■ Extracted text
========================================
I got some questions, and maybe some of you more knowlegeable folks can help me here. The Ultrastinger is advertised as 75,000 candlepower, and this 8060 is advertised at 190 lumens, how does that compare? I see streamlight has a stinger LED that will work in my charger, but it doesn't have the performance of this 8060, it stomps it in run time and lumens, and I like being able to use regular batteries if need be. So, what's the comparison of candlepower to lumens if you can tell me.


----------



## n9zez (Oct 13, 2008)

*Re: New Pelican 8060*

Okay, I got tired of waiting and just went ahead and ordered the 8060.

Like many previous posters, I too use the Streamlight Ultrastinger for duty use and was looking for a LED alternative to complement my Wolf Eyes Sniper that I carry on my belt.

That being said, I will do an amateur review of what I think between the two for you guys.

I ordered the light on Friday, should be here on Wednesday.


----------



## Bullman (Oct 13, 2008)

*Re: New Pelican 8060*

I am currently using an Ultra Stinger as a car light at work, and I was looking to get another big light, preferably a LED to supplement that. This new Pelican looks like the kind of light I was looking for, I like the longer burn time, and I need something rechargeable. Guess it is so new there may not be much I can get any feed back on .


----------



## guam9092 (Oct 13, 2008)

*Re: New Pelican 8060*

Received my 8060 today and have it on charge. I will use it on my next graveyard shift this Wednesday. It has that rugged look and feel.
========================================
■ Stored records
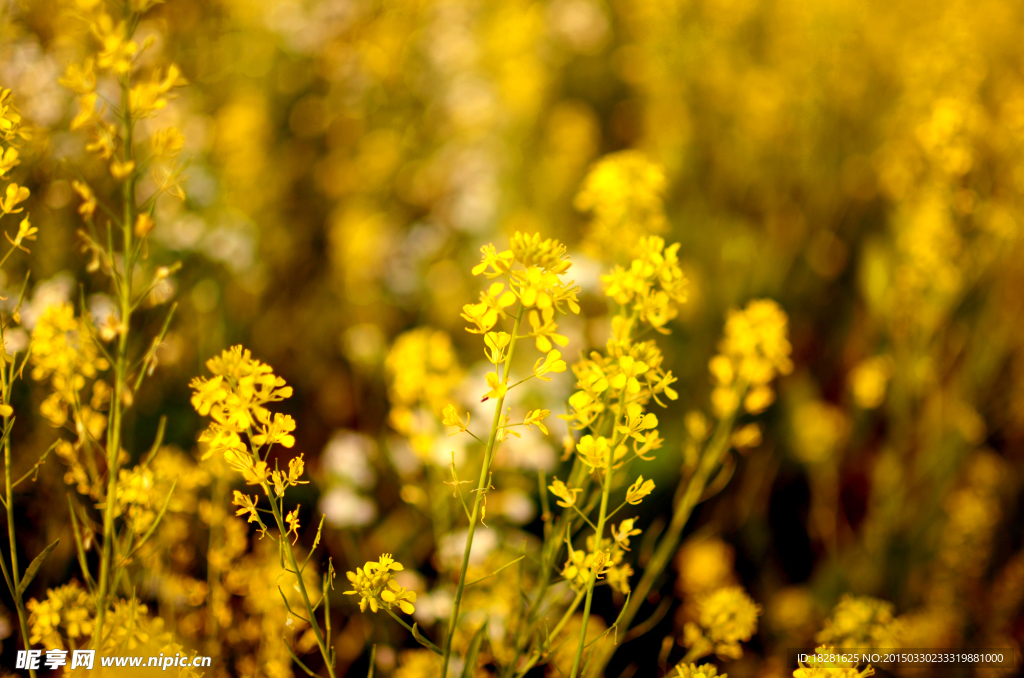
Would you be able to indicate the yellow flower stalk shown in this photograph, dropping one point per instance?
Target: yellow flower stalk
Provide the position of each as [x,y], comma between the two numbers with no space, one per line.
[531,270]
[244,431]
========================================
■ Jobs
1/ In the forum thread about the Pelican 8060, give the stretch from "Like many previous" through "Bullman (Oct 13, 2008)" again, replacing "amateur review" with "informal comparison".
2/ Answer these questions about the Pelican 8060 forum thread:
(a) What candlepower is the Ultrastinger advertised as?
(b) On what day did n9zez order the light?
(c) On what kind of shift does guam9092 plan to use the 8060?

■ Results
1/
Like many previous posters, I too use the Streamlight Ultrastinger for duty use and was looking for a LED alternative to complement my Wolf Eyes Sniper that I carry on my belt.

That being said, I will do an informal comparison of what I think between the two for you guys.

I ordered the light on Friday, should be here on Wednesday.


----------



## Bullman (Oct 13, 2008)

2/
(a) 75,000 candlepower
(b) Friday
(c) A graveyard shift